GIVEN REQUEST:
In the album review below, how many tracks are on the album?

SUPPLIED TEXT:
Tuesday, 5 March 2019

ALBUM REVIEW: Lucy Kitt - Stand By : Wineberry Records (Out on March 22nd)

Lucy Kitt is an Essex-based singer-songwriter who successfully finds the acoustic groove and sweet spot on this, her debut full-length album. Honing in on a classic country folk sound, brevity and simplicity are key drivers as she guides the listener through half an hour of diligently constructed engaging songs. Comparisons drawn from the golden age of West Coast folk rock music spring out from not just the basic sound but the profile and self-projected image panning out from the album cover. You feel you know what is going to transpire before the first track plays and STAND BY duly lives up to expectation on a number of fronts.

All ten tracks forming this album originate from the pen of Lucy and pose the standard musings that you have come to expect from songwriters digging deep into their inner self to extract the art of song. Like so many of her ilk, these songs are likely to come more to life in a live format where artist interpretation and inspiration forms an integral part of the show. It is likely that Lucy has played many gigs since she first picked up a guitar a few years ago and the boost of now having a significant record available for folks to take home will only reap positive rewards.

RAW DATA:
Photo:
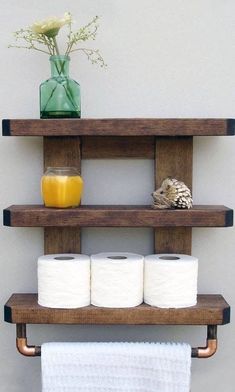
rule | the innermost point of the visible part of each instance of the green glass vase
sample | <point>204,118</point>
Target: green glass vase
<point>60,96</point>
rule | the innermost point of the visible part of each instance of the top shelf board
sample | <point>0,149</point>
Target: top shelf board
<point>119,127</point>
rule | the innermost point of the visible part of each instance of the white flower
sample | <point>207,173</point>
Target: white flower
<point>52,25</point>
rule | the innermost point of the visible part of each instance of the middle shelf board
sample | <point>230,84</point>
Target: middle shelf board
<point>210,310</point>
<point>117,216</point>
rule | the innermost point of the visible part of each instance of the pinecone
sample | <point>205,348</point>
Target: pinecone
<point>172,194</point>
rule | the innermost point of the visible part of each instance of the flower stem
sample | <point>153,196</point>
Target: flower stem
<point>56,46</point>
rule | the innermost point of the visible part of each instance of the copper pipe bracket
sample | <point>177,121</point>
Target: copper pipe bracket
<point>198,352</point>
<point>22,345</point>
<point>211,344</point>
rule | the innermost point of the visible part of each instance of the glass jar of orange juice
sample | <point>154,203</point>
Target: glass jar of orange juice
<point>61,187</point>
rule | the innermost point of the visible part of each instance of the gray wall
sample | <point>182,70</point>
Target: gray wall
<point>166,58</point>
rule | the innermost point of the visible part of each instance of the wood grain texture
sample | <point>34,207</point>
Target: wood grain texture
<point>60,151</point>
<point>119,127</point>
<point>210,310</point>
<point>112,147</point>
<point>174,157</point>
<point>117,216</point>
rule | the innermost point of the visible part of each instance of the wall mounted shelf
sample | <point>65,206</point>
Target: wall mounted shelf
<point>119,127</point>
<point>210,310</point>
<point>115,216</point>
<point>170,143</point>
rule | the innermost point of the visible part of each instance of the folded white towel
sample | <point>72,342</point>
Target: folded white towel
<point>121,367</point>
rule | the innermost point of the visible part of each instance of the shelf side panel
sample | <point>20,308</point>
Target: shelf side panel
<point>174,158</point>
<point>60,152</point>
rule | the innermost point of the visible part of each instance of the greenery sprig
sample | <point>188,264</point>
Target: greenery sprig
<point>42,37</point>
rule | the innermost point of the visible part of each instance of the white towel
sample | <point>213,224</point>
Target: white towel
<point>120,367</point>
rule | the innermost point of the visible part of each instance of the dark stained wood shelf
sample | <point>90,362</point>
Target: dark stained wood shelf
<point>210,310</point>
<point>114,216</point>
<point>119,127</point>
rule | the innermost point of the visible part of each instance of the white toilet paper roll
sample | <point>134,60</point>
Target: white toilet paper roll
<point>170,280</point>
<point>117,279</point>
<point>64,280</point>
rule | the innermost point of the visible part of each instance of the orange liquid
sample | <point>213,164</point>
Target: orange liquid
<point>62,191</point>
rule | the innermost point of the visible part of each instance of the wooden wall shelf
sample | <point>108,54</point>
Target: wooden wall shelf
<point>117,216</point>
<point>170,143</point>
<point>210,310</point>
<point>119,127</point>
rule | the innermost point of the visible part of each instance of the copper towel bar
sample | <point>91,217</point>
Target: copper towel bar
<point>35,351</point>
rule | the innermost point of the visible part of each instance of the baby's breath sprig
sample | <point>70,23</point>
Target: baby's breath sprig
<point>42,36</point>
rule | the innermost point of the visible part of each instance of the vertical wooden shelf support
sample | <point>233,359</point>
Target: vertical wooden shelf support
<point>173,157</point>
<point>60,151</point>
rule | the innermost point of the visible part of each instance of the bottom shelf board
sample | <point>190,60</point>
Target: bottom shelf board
<point>210,310</point>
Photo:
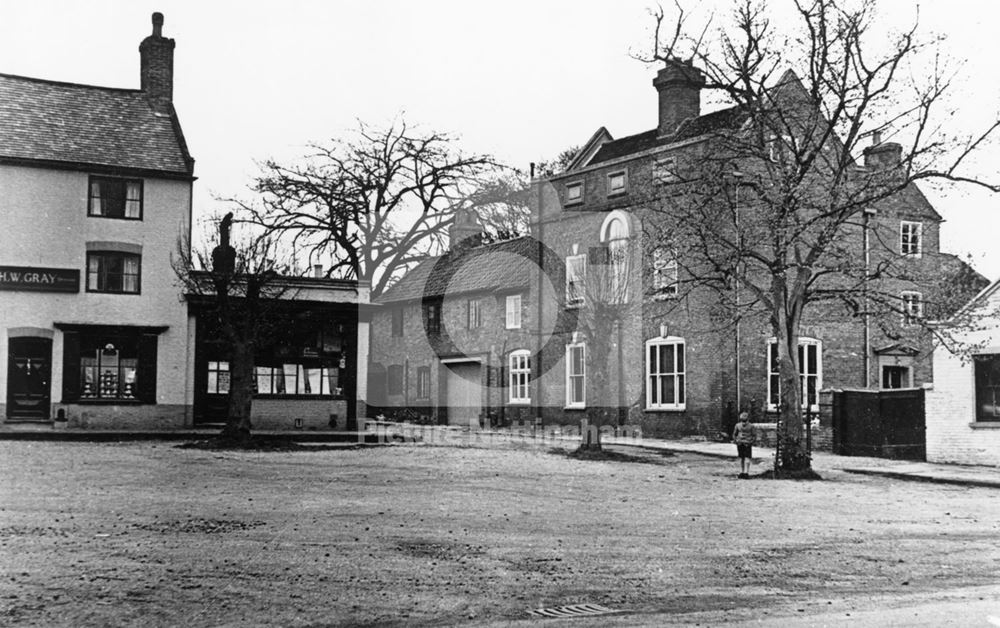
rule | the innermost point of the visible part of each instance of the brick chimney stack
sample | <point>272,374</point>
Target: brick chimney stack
<point>679,85</point>
<point>156,67</point>
<point>881,156</point>
<point>465,232</point>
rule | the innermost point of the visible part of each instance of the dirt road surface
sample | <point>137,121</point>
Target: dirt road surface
<point>148,534</point>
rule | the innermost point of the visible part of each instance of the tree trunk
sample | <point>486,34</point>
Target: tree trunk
<point>791,440</point>
<point>240,391</point>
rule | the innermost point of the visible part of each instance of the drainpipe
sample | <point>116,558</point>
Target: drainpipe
<point>739,255</point>
<point>867,316</point>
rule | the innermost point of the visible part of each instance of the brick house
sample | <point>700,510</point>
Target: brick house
<point>963,406</point>
<point>97,188</point>
<point>645,353</point>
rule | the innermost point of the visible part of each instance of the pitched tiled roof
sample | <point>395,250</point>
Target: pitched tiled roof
<point>82,124</point>
<point>693,127</point>
<point>498,266</point>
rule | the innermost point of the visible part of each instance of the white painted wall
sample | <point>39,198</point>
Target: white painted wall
<point>45,224</point>
<point>953,435</point>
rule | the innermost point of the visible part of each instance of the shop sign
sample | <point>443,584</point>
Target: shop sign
<point>39,279</point>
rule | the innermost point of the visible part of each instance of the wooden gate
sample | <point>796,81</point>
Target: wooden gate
<point>884,423</point>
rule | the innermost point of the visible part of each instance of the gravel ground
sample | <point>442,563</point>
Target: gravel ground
<point>149,534</point>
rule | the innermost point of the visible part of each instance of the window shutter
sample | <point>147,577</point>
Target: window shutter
<point>71,366</point>
<point>147,368</point>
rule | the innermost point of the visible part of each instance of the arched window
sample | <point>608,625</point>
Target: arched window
<point>615,235</point>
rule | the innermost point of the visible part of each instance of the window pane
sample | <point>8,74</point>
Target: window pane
<point>667,358</point>
<point>289,371</point>
<point>264,386</point>
<point>667,390</point>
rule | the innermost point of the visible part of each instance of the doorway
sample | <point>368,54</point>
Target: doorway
<point>29,370</point>
<point>464,391</point>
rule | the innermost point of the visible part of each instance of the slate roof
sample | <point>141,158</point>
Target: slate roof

RESPONSE:
Ten